[Passage to read]
========================

Decisions on the rights to CO2 emissions

2016 was another year when the European Parliament continued to work on a reform of the Emission Trading Scheme. The key issues discussed during the works include the so called compensation mechanisms that could be used by, among others, Poland in 2021-2030. These are rules for free allocation of the rights to CO2 emissions for the power industry and for using cash from the Modernization Fund dedicated to investments in the power industry. During the European Union’s climate summit in October 2014, the European Council decided, among other things, that the target reduction of carbon emissions for 2030 is 40% against 1990, while within the installations covered by the EU ETS system the reduction is to be 43% against 2005. Under the agreements adopted then, it was resolved that free allowances for Poland, among others, will not expire and their maximum pool in 2021-2030 should not exceed 40% of all the rights assigned to a given member state.

In 2016, pursuant to the Act of 12 June 2015 on Greenhouse Gas Emission’s Allowances Trading System, actions were taken to launch a national auction platform through which CO2 emission allowances would be sold within the EU ETS scheme. The Financial Supervision Authority gave consent to running such a platform by the Polish Power Exchange (TGE). The power exchange, however, must first win the tender organized by Poland for the operator of the national auction platform.

========================

[Short exercise 1]
Which distinct years does the passage on CO2 emission rights mention? List each one once, in the order it first appears.
[Short exercise 2]
Could you carry on the passage about CO2 emission rights from its last sentence?

(Data records)
========================

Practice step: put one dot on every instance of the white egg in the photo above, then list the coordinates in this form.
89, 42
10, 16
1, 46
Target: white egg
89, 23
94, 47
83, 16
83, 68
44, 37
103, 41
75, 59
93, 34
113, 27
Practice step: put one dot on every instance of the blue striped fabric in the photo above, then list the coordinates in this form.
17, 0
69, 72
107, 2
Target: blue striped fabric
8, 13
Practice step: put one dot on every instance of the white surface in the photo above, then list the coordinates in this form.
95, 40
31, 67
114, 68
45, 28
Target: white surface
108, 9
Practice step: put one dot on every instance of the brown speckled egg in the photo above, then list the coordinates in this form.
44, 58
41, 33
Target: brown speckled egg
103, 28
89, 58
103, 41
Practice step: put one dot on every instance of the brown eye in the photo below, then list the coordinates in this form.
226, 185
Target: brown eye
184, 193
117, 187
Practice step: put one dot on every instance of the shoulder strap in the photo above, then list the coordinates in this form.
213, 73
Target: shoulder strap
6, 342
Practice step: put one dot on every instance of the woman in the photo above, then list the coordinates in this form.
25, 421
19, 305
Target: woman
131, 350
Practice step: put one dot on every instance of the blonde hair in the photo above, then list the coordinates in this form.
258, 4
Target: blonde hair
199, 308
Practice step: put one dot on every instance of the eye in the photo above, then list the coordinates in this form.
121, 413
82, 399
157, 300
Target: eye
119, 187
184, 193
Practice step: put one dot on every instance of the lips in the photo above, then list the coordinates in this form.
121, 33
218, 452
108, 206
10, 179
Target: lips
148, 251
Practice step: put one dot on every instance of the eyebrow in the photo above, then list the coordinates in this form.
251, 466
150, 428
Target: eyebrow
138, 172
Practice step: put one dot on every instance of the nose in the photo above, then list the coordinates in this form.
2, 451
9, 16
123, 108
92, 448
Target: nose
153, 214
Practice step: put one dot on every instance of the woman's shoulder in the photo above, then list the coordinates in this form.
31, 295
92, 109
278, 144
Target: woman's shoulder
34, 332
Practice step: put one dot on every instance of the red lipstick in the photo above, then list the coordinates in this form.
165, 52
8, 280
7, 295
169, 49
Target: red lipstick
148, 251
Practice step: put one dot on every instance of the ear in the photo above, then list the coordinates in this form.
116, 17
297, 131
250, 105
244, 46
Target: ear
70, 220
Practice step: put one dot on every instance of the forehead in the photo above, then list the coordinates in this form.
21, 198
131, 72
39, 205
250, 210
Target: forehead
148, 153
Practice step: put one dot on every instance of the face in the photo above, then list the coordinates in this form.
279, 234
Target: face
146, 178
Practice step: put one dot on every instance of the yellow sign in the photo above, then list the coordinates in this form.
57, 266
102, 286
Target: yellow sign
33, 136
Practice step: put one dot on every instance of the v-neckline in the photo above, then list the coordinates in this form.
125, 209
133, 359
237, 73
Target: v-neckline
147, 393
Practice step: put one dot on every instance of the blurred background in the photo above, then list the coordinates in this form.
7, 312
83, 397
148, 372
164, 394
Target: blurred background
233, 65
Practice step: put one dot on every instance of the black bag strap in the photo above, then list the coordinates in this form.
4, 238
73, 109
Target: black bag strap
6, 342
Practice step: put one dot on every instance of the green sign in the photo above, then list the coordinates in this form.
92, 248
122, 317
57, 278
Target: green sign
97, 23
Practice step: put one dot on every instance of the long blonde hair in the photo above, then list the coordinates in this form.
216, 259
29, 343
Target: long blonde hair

========================

[Task result 1]
2016, 2021, 2030, 2014, 1990, 2005, 2015

[Task result 2]
At present, Poland, as one of three states (the other two being Germany and the UK), in accordance with the Auctioning Regulation (European Commission Regulation No. 1031/2010 of 12 November 2010 on the timing, administration and other aspects of auctioning of greenhouse gas emission allowances), used the possibility of opting out from the joint procurement of the common auction platform and until the target platform is launched, sells allowances through the EEX exchange. Now only two auction platforms make sales of allowances by auctioning – the European Power Exchange EEX, based in Leipzig, organizes community auctions (for 24 EU states and Poland) and German auctions, while the ICE/ECX exchange, based in London, runs auctions for the United Kingdom.

The Ministry of the Environment informed that in 2017 a tender will be announced for running auctions of emission allowances through a national platform. It is estimated that in 2017-2020, Poland will have about 314 million CO2 emission allowances to sell. Considering the above reservation, the division of the pool of emission allowances for sale in particular years is as follows: in 2017 – 71 million allowances, in 2018 – 78 million allowances, in 2019 – 67 million allowances and in 2020 – 98 million allowances.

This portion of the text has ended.